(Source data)

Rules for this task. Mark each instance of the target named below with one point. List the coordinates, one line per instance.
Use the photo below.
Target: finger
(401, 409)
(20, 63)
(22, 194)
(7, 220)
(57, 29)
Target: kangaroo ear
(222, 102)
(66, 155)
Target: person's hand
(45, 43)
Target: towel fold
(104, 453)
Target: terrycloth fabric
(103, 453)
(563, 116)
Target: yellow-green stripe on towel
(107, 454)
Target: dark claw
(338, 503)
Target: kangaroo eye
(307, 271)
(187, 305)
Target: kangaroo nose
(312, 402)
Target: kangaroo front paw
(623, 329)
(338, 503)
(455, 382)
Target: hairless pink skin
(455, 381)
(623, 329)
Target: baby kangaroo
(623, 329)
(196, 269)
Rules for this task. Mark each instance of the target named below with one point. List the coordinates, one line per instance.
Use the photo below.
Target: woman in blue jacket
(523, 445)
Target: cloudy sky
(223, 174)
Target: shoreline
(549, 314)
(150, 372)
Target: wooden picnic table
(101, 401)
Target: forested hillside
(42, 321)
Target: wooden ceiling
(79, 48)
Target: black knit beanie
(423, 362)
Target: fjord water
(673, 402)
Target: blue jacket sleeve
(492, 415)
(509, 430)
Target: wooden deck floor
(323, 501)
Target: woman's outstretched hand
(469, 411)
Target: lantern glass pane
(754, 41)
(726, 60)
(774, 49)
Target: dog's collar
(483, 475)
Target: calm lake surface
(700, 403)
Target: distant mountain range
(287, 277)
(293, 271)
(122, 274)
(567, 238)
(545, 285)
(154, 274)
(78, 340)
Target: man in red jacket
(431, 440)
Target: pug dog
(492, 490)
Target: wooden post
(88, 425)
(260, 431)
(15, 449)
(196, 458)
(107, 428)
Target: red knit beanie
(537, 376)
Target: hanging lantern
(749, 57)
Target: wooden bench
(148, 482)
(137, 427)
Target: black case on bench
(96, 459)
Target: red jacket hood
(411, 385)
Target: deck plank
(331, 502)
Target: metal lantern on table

Task goal:
Format the entries above as a numbered list with one line per item, and omit any blank lines.

Output below:
1. Rules for this task. Mark each instance of the target named below with one point. List the coordinates, one line per instance.
2. Use the photo below.
3. Target: finger
4. (401, 409)
5. (20, 63)
6. (22, 194)
7. (7, 220)
8. (57, 29)
9. Target: kangaroo ear
10. (222, 102)
11. (66, 155)
12. Target: person's hand
13. (45, 43)
14. Target: towel fold
15. (104, 453)
16. Target: terrycloth fabric
17. (103, 453)
18. (563, 116)
19. Target: yellow-green stripe on towel
20. (107, 454)
21. Target: dark claw
22. (338, 503)
23. Target: kangaroo eye
24. (307, 271)
25. (187, 305)
26. Target: kangaroo nose
27. (312, 402)
28. Target: kangaroo front paw
29. (623, 329)
30. (338, 503)
31. (455, 382)
32. Target: hairless pink skin
33. (455, 381)
34. (623, 329)
35. Target: baby kangaroo
36. (623, 329)
37. (196, 269)
38. Rules for this task. Mark each instance of the target named below with one point. List the coordinates, one line per instance.
39. Use the photo below.
40. Target: woman in blue jacket
41. (523, 445)
42. Target: cloudy sky
43. (223, 174)
44. Target: shoreline
45. (549, 314)
46. (150, 372)
47. Target: wooden picnic table
48. (101, 401)
49. Target: forested hillside
50. (42, 321)
51. Target: wooden ceiling
52. (79, 48)
53. Target: black knit beanie
54. (423, 362)
55. Target: fjord water
56. (673, 402)
57. Target: blue jacket sleeve
58. (492, 415)
59. (509, 430)
60. Target: wooden deck floor
61. (323, 501)
62. Target: woman's outstretched hand
63. (469, 411)
64. Target: lantern glass pane
65. (754, 41)
66. (726, 60)
67. (774, 49)
68. Target: dog's collar
69. (483, 475)
70. Target: calm lake surface
71. (700, 403)
72. Target: distant mountain range
73. (287, 277)
74. (293, 271)
75. (122, 274)
76. (567, 238)
77. (545, 285)
78. (154, 274)
79. (78, 340)
80. Target: man in red jacket
81. (431, 440)
82. Target: pug dog
83. (492, 490)
84. Target: wooden post
85. (88, 425)
86. (260, 431)
87. (15, 449)
88. (196, 458)
89. (107, 428)
90. Target: red knit beanie
91. (537, 376)
92. Target: hanging lantern
93. (749, 57)
94. Target: wooden bench
95. (148, 482)
96. (137, 427)
97. Target: black case on bench
98. (96, 459)
99. Target: red jacket hood
100. (411, 385)
101. Target: deck plank
102. (331, 502)
103. Target: metal lantern on table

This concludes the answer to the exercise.